* Given request *
Rewrite the records starting at the beginning and ending with the line that contains "104 L 58 87", including the requests unchanged. Scale every number in the answers, both the viewBox values and the outline coordinates, by 0.75, and round each result to a whole number with halves rounded up.

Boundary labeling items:

=-=-=

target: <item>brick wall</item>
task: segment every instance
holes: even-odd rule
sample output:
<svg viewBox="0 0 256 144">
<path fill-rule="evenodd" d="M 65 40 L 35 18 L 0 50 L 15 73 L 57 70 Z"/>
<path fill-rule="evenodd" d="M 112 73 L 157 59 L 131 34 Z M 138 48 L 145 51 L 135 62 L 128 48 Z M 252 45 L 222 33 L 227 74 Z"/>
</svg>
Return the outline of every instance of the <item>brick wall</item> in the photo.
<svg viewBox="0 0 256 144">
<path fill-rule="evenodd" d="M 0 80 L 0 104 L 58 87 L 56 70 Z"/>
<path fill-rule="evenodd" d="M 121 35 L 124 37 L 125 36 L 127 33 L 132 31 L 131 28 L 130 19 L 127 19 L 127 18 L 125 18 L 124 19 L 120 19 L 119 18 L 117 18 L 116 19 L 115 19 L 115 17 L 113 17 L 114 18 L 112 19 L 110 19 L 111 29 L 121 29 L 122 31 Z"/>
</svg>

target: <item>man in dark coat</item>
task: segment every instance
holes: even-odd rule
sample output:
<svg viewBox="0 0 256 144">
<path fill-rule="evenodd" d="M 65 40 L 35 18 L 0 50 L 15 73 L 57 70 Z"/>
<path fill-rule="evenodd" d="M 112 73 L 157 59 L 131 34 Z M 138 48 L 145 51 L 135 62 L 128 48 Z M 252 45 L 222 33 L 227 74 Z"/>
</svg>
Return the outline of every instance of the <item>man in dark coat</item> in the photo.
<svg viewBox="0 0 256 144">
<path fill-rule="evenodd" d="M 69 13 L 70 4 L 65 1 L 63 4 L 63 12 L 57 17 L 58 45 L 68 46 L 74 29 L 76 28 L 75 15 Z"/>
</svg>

=-=-=

* Response *
target: <item>brick wall</item>
task: segment every instance
holes: even-odd rule
sample output:
<svg viewBox="0 0 256 144">
<path fill-rule="evenodd" d="M 65 40 L 35 18 L 0 50 L 15 73 L 57 70 Z"/>
<path fill-rule="evenodd" d="M 112 73 L 157 59 L 131 34 Z M 138 48 L 145 51 L 135 62 L 128 48 Z M 252 45 L 222 33 L 227 74 Z"/>
</svg>
Return the outline of every instance of the <item>brick wall</item> in the photo.
<svg viewBox="0 0 192 108">
<path fill-rule="evenodd" d="M 0 60 L 0 78 L 44 65 L 42 53 Z"/>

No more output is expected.